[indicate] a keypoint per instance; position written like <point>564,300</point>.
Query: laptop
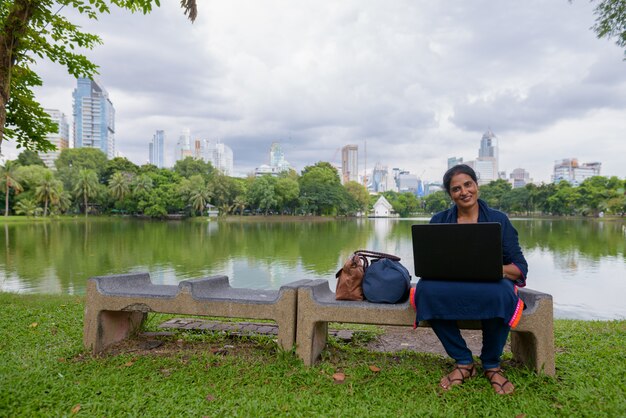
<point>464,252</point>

--

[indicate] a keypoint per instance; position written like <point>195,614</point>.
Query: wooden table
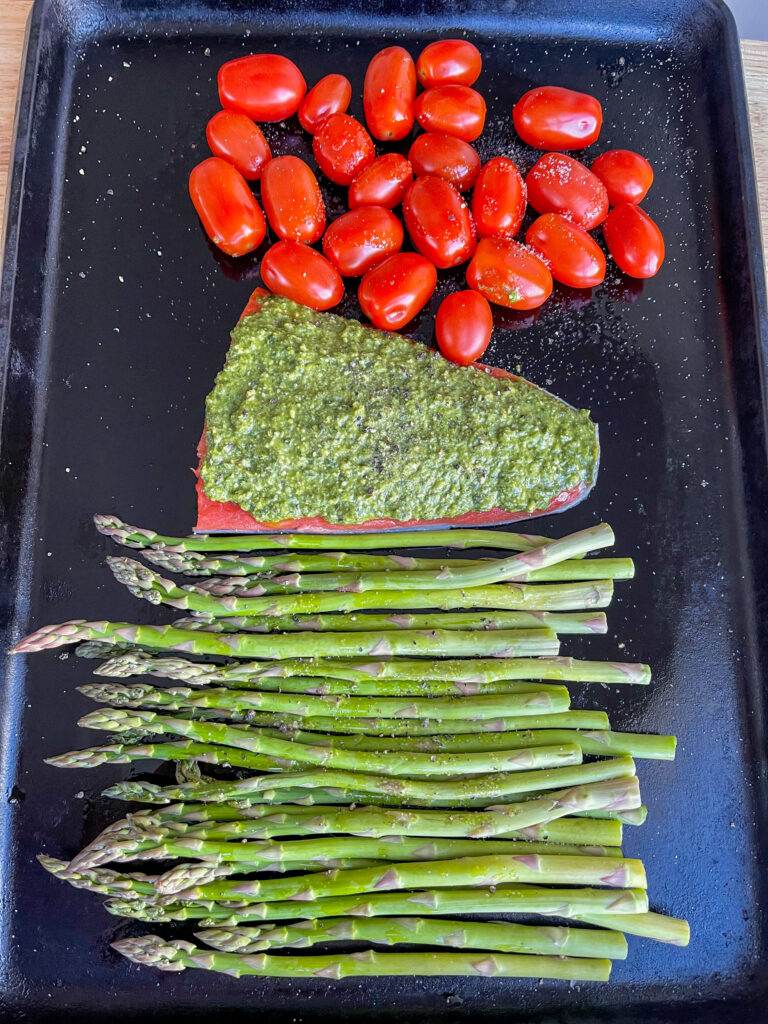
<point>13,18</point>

**The problem:** Filter the data, keeping only the lines that contain "indicate".

**Answer area:**
[indicate] a keypoint per instance; position written like <point>564,300</point>.
[indicate] a keypoint per instance; position written like <point>195,614</point>.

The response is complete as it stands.